## start

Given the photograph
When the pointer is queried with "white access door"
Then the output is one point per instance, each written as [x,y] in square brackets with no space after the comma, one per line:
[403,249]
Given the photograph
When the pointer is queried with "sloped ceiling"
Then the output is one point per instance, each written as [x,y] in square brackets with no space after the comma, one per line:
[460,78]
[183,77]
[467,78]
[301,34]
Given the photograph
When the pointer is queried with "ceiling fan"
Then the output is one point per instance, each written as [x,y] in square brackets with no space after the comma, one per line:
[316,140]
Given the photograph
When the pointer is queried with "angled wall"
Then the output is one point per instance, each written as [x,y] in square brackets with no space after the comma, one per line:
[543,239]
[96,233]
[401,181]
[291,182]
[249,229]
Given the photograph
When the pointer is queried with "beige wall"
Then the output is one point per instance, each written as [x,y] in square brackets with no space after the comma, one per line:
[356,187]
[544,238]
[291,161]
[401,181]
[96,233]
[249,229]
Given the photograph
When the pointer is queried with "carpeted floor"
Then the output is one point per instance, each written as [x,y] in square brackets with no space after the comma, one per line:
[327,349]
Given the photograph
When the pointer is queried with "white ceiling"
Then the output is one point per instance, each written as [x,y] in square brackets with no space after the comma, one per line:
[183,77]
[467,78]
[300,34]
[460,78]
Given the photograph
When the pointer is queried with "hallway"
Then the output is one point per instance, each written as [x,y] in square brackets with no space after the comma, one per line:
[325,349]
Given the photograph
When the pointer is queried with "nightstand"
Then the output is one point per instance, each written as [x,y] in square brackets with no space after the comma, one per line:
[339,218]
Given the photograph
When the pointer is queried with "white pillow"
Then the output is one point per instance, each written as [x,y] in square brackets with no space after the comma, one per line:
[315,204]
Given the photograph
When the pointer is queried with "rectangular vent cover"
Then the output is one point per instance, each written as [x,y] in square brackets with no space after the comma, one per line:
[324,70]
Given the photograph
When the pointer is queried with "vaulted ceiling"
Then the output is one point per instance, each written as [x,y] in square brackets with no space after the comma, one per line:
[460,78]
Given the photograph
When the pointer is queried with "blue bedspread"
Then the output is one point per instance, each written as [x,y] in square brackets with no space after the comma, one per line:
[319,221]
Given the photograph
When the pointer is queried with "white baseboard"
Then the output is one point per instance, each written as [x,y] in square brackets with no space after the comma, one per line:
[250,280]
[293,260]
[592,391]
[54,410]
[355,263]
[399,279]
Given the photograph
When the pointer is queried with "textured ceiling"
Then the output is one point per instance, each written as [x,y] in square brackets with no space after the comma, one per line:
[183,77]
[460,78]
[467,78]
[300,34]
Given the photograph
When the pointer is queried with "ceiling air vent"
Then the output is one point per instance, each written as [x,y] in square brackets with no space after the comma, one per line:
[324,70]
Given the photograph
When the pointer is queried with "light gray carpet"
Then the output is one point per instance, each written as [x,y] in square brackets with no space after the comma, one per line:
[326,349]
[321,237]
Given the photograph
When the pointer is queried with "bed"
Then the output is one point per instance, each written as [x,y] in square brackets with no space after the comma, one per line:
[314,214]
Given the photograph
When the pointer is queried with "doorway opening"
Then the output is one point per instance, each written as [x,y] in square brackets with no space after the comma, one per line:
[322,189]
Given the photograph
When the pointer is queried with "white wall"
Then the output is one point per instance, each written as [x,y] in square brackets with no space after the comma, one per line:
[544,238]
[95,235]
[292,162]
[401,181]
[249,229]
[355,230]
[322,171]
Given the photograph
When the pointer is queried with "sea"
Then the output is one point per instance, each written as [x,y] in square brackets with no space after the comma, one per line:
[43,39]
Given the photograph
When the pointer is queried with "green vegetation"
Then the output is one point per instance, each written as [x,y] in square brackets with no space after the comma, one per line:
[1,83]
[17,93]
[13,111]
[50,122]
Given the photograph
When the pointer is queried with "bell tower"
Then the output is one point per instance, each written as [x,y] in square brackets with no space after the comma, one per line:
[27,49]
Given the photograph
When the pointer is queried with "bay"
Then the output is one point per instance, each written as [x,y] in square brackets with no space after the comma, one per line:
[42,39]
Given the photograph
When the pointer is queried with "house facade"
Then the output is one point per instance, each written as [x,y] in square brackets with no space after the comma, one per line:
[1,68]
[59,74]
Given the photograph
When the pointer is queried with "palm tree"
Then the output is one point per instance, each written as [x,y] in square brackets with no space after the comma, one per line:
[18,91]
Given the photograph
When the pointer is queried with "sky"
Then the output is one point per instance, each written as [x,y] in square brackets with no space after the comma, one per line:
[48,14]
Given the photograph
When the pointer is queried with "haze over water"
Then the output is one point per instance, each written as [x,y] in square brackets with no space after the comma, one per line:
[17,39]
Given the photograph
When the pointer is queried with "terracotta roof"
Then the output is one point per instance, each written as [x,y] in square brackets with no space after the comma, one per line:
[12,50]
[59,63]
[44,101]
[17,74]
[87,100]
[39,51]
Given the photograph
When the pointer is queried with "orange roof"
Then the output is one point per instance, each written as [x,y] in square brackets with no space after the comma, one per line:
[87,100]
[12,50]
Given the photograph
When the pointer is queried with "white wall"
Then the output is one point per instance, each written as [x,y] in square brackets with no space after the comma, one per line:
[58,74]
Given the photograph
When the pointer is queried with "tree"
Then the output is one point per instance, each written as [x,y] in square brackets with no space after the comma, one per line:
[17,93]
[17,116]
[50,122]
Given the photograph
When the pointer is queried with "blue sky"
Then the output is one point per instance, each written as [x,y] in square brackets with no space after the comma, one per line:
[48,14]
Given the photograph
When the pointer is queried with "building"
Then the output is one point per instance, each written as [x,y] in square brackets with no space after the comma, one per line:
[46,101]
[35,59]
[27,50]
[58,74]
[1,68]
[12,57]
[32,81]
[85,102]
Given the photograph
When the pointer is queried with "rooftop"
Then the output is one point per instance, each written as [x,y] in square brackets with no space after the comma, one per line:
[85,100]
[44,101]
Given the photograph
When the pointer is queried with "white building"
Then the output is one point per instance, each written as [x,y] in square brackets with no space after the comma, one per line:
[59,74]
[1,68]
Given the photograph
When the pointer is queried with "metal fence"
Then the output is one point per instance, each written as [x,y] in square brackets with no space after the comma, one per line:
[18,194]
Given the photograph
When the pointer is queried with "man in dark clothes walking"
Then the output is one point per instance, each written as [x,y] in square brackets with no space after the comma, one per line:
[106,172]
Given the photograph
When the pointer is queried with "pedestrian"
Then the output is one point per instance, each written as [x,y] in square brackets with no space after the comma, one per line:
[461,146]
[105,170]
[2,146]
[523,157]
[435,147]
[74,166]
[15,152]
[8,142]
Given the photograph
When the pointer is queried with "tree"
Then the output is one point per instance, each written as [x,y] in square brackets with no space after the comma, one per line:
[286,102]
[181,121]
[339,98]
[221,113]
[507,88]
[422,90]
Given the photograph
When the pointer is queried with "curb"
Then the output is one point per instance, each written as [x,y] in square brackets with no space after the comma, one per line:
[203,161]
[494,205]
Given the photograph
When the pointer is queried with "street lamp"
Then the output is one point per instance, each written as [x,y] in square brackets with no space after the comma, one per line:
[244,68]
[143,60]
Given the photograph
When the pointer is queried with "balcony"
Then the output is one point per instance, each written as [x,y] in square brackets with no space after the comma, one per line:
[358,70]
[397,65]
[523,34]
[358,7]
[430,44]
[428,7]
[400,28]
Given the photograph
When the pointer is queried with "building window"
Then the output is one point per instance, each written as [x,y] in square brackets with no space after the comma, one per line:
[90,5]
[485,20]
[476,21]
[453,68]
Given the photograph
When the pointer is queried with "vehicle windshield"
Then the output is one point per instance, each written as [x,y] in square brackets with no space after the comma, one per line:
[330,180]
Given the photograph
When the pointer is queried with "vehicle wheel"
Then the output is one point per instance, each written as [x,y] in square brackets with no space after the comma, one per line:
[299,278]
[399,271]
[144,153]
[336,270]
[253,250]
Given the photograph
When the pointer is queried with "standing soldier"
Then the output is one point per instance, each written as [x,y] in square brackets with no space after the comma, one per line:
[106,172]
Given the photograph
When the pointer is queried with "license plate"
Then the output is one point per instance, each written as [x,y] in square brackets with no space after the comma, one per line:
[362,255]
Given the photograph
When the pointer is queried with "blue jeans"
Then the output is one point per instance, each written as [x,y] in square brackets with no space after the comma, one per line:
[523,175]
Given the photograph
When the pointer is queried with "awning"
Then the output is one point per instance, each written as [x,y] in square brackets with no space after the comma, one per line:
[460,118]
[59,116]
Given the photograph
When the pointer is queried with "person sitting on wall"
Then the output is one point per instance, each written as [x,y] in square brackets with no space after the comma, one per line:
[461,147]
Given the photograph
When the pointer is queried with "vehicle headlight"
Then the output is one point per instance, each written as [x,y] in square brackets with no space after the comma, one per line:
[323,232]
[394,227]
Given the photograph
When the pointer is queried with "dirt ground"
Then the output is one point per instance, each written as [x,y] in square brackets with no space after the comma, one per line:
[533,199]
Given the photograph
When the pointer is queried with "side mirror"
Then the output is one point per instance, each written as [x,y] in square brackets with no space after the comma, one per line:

## end

Which lines in the data above contain the string "ceiling"? List every one of them in full, and count only matches with the same uppercase and lowercase letters.

When the pointer is queried with "sloped ceiling"
When the pointer is queried with "ceiling fan"
When the pointer is queried with "white ceiling"
When the pointer is queried with "vaulted ceiling"
When the pointer is queried with "textured ceiling"
When the pointer is queried with "ceiling air vent"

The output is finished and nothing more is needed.